Exercise objective: Considering the entries that follow, report how many lines include the string "below", giving the number alone.

Data for analysis:
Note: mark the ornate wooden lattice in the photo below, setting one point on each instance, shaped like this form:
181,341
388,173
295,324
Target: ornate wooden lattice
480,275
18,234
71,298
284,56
---
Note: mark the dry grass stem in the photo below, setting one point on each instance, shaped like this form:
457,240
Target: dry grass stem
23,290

Result: 2